(Stored data entries)
◇ ◇ ◇ ◇ ◇

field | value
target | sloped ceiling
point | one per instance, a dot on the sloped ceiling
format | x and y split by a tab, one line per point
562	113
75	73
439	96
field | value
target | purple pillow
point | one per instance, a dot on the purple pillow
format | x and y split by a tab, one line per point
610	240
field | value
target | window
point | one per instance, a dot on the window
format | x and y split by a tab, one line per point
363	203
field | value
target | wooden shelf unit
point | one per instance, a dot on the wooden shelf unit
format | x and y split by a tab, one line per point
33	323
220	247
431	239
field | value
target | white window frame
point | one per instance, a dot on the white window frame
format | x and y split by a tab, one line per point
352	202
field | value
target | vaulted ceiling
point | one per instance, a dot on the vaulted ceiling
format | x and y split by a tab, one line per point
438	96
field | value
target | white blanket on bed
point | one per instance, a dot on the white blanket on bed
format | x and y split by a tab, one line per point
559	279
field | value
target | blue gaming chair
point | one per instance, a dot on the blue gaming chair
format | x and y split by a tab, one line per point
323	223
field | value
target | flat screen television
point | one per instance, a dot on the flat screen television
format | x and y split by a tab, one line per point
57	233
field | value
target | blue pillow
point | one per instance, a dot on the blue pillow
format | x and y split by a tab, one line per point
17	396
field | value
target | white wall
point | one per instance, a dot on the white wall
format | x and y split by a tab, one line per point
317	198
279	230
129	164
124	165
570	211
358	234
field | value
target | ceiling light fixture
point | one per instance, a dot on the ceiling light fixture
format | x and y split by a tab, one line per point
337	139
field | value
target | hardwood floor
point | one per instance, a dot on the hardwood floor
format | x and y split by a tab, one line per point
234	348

◇ ◇ ◇ ◇ ◇

Reproduce all of the items above in full, including each request, but multiply every point coordinate in the answers by 0.85, rounding to whole numbers with halves rounded up.

field | value
target | sloped ceiling
point | one per instance, a dot on the sloped ceiling
format | x and y split by a tab, one line per point
478	96
64	62
373	82
field | value
target | purple pillow
point | one per instance, a dot on the purple pillow
format | x and y split by a tab, one line per point
519	204
field | value
target | window
point | one per instance, a dot on the window
format | x and y split by a tab, one line per point
309	173
field | value
target | wooden shelf unit
point | one per instance, a dot on the wooden shelf unit
format | x and y split by a tab, one line per point
28	275
187	210
366	203
field | value
target | white window frame
point | one per instance, a dot on the white window frame
format | x and y split by a tab, one line per point
299	172
field | value
target | vaulted ceiling
point | one per instance, a dot on the vaulted ceiling
format | x and y split by a tab, one line per point
372	82
field | value
target | white blanket on bed
point | one per instance, a dot on the white blanket on bed
format | x and y split by a tab, one line per point
475	237
field | value
target | blue gaming chair
point | one per instance, a dot on the blue gaming chair
format | x and y split by a tab, one line per point
275	190
field | value
target | flat screen television
point | one per instance, a dot on the flat screen television
format | x and y split by a tab, one line per point
48	198
field | value
target | blue pillow
point | one per instance, a dot on the blue pillow
format | x and y split by a tab, one line per point
14	337
field | value
target | white wall
point | one per instance, a dot on the white wall
format | x and y split by a tab, one line per point
269	168
237	196
110	139
105	140
485	179
304	199
field | value
target | ceiling light fixture
point | one per instance, a dot on the ceiling light fixture
format | x and y split by a tab, one line per point
286	118
field | value
target | hardwood floor
point | one per instance, a dot on the hardwood floor
format | x and y split by a tab, one line per point
199	296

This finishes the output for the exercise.